(Region annotation data)
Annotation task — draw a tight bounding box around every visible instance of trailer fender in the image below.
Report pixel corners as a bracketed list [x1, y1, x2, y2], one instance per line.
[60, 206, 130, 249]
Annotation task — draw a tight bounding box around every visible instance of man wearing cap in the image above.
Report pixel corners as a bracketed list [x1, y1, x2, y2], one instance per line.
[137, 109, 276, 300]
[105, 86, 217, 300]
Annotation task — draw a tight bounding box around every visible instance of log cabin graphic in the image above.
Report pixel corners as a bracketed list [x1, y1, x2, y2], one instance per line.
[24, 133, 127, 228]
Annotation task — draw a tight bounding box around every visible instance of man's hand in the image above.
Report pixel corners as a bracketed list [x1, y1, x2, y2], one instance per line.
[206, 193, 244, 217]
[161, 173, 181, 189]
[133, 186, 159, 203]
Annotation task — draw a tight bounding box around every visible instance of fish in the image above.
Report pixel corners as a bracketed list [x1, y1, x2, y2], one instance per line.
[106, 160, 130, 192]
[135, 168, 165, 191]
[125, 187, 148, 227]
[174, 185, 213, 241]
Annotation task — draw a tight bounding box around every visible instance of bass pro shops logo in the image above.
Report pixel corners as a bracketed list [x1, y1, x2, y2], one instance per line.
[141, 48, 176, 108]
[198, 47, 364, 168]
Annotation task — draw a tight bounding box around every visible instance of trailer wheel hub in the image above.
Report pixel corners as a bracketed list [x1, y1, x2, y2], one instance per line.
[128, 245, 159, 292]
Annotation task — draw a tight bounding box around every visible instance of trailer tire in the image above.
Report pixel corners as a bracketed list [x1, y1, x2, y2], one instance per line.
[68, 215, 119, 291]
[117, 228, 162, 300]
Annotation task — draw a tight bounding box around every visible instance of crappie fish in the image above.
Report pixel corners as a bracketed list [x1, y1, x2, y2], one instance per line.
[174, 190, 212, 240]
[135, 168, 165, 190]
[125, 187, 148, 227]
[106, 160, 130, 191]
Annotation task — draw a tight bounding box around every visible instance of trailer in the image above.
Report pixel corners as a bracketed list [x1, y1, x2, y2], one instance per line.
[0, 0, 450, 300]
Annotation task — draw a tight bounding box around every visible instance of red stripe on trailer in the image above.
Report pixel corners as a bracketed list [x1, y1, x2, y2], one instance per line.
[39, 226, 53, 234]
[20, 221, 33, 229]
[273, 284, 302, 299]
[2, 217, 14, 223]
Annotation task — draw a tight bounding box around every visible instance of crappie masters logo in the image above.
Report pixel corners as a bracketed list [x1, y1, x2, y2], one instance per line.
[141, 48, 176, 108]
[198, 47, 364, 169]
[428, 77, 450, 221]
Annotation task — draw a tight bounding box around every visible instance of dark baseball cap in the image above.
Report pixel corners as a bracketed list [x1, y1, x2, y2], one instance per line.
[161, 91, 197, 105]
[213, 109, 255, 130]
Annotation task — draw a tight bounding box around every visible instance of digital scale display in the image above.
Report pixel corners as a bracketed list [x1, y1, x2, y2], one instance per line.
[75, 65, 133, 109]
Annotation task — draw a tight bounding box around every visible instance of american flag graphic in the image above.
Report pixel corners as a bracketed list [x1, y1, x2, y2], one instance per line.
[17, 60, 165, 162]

-- Exercise aim --
Render the data above as a numbered list with blank lines omitted, starting at the first line of the data and ending with the line that contains "[198, 47, 364, 168]".

-- Output for this task --
1. Annotation task — draw a tight bounding box around every visible instance of trailer fender in the image below.
2. Report pixel corners as a bracketed list [x1, y1, x2, y2], one instance per line.
3. [60, 206, 130, 249]
4. Annotation task — draw a tight bounding box around every visible instance of man wearing cap in the image above.
5. Report pixel corners as a bracketed list [x1, y1, x2, y2], one instance per line.
6. [137, 109, 276, 300]
7. [105, 86, 217, 300]
8. Annotation task — draw a tight bounding box around every visible instance of log cabin graphic in the image above.
9. Report pixel corners as a bracketed list [x1, y1, x2, y2], one instance per line.
10. [24, 133, 127, 228]
11. Annotation task — draw a tight bounding box around every visible instance of man's hand in the image above.
12. Report pixel corners as a bracketed list [x1, y1, x2, y2], one instance per line.
13. [206, 193, 244, 217]
14. [161, 173, 181, 189]
15. [133, 186, 159, 203]
16. Annotation task — draw a tight bounding box around every visible instance of fish in the image above.
17. Report pixel corners as a bracketed list [x1, y1, x2, y2], one instance per line.
18. [106, 160, 130, 192]
19. [135, 168, 165, 191]
20. [125, 187, 148, 227]
21. [174, 185, 213, 241]
22. Annotation task — draw a tight bounding box around every visible instance of bass pro shops logo in the image above.
23. Report pixel corners as a bracketed list [x1, y1, x2, y2], one instance per line.
24. [141, 48, 176, 108]
25. [198, 47, 364, 168]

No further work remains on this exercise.